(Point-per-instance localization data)
--------------------------------

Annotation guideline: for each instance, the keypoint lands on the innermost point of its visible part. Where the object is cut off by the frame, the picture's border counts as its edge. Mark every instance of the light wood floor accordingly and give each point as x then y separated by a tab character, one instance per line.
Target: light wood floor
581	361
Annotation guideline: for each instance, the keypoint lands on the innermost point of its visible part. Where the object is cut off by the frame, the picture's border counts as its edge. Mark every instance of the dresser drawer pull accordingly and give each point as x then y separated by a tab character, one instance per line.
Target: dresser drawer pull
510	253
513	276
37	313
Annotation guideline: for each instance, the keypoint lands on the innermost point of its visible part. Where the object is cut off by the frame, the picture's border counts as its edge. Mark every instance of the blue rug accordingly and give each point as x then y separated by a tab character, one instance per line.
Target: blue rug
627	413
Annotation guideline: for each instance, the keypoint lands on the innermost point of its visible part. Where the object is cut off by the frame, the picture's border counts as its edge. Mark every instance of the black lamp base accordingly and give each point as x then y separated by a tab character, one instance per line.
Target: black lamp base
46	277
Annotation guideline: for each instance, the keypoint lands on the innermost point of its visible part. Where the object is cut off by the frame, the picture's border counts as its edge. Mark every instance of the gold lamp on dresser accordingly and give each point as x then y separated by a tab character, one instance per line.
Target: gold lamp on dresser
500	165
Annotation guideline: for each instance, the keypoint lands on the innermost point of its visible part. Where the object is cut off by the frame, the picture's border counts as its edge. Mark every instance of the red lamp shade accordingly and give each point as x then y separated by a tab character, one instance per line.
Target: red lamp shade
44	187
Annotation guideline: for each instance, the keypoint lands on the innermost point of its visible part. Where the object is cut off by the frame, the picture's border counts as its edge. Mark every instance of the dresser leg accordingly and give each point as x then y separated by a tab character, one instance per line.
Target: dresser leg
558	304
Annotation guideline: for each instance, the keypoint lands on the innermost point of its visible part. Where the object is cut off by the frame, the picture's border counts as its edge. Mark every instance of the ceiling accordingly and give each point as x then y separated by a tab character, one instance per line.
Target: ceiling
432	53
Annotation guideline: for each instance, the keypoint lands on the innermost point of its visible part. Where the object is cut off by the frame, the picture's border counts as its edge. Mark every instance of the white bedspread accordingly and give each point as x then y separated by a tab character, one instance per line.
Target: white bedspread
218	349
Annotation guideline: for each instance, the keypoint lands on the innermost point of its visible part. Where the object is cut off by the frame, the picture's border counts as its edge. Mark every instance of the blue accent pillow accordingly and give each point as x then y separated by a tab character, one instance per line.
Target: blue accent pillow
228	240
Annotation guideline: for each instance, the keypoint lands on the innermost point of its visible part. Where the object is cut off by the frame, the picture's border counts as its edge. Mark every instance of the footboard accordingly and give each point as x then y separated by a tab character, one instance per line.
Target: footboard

--------------------------------

> [What is expected] The answer must consist of every line above that holds the string "footboard", copied exactly.

> [Worked solution]
Annotation guideline: for each instance, the keypoint lands on the innermost point of its visible part. Where the object is cut off by the frame, the picture's border counts as its edge. Mark every instance of the footboard accordingly and give each point as x then y separated by a tab character, one instance per line.
Target: footboard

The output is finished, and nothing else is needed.